WORK REQUEST: Collect every line of the records that contains the string "positive", counting only matches in the same case.

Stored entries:
====

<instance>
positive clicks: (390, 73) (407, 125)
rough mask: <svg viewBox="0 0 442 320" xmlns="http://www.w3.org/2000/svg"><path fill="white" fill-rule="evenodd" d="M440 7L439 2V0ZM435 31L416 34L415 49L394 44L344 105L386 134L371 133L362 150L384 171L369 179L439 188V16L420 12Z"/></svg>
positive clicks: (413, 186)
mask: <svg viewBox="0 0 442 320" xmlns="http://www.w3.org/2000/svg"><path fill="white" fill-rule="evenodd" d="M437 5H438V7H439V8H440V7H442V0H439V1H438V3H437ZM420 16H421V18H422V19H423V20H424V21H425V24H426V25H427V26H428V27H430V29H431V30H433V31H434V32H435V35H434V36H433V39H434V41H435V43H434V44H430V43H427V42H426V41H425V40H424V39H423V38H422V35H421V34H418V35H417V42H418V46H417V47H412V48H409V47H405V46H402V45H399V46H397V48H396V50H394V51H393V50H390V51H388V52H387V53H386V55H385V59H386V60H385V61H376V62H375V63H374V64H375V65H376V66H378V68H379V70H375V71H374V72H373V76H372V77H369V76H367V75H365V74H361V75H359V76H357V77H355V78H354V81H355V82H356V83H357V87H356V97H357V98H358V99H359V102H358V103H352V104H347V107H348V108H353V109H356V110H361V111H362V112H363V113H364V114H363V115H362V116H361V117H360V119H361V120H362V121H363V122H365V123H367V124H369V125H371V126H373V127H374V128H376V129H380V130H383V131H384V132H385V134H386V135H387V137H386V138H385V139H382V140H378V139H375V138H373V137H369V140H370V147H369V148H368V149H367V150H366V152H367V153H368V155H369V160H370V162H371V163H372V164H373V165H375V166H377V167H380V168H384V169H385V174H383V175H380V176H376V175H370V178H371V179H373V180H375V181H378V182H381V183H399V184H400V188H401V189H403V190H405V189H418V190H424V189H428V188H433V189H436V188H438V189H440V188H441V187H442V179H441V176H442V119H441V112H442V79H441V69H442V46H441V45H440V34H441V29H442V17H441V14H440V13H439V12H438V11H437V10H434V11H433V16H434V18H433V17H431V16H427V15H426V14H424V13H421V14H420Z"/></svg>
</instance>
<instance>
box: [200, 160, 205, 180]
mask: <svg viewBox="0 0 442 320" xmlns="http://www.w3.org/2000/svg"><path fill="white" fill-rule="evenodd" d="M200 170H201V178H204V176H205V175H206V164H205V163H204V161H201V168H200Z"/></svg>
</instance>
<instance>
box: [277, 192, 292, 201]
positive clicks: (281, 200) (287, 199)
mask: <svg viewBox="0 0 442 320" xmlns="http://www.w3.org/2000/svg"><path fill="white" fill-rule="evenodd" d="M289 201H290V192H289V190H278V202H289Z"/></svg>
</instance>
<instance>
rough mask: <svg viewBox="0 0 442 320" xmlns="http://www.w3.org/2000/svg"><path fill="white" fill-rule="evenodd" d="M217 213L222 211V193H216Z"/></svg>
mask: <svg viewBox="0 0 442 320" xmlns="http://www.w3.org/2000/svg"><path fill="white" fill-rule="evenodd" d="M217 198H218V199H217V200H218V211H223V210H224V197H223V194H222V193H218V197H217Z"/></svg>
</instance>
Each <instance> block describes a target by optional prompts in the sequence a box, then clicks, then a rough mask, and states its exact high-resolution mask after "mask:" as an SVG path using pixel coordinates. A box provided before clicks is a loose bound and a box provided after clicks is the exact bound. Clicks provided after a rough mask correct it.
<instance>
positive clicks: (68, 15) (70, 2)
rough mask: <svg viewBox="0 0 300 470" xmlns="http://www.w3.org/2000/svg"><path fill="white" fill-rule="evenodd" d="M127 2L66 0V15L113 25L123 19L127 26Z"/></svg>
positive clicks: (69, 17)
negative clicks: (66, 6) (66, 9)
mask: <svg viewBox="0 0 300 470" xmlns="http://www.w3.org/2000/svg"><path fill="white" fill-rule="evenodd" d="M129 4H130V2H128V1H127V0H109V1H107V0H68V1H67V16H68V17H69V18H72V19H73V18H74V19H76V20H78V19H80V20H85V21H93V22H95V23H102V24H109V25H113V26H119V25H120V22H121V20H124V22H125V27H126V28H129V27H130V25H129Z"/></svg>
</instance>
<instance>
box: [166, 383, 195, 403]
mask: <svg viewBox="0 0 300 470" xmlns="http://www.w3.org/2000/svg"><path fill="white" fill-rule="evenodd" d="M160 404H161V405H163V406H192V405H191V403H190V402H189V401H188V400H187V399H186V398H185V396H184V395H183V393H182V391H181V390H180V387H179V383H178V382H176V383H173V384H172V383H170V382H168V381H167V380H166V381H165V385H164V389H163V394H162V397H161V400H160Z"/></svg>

====

TASK RESPONSE:
positive clicks: (390, 73) (407, 125)
positive clicks: (413, 186)
positive clicks: (281, 200) (287, 199)
positive clicks: (68, 15) (70, 2)
positive clicks: (69, 17)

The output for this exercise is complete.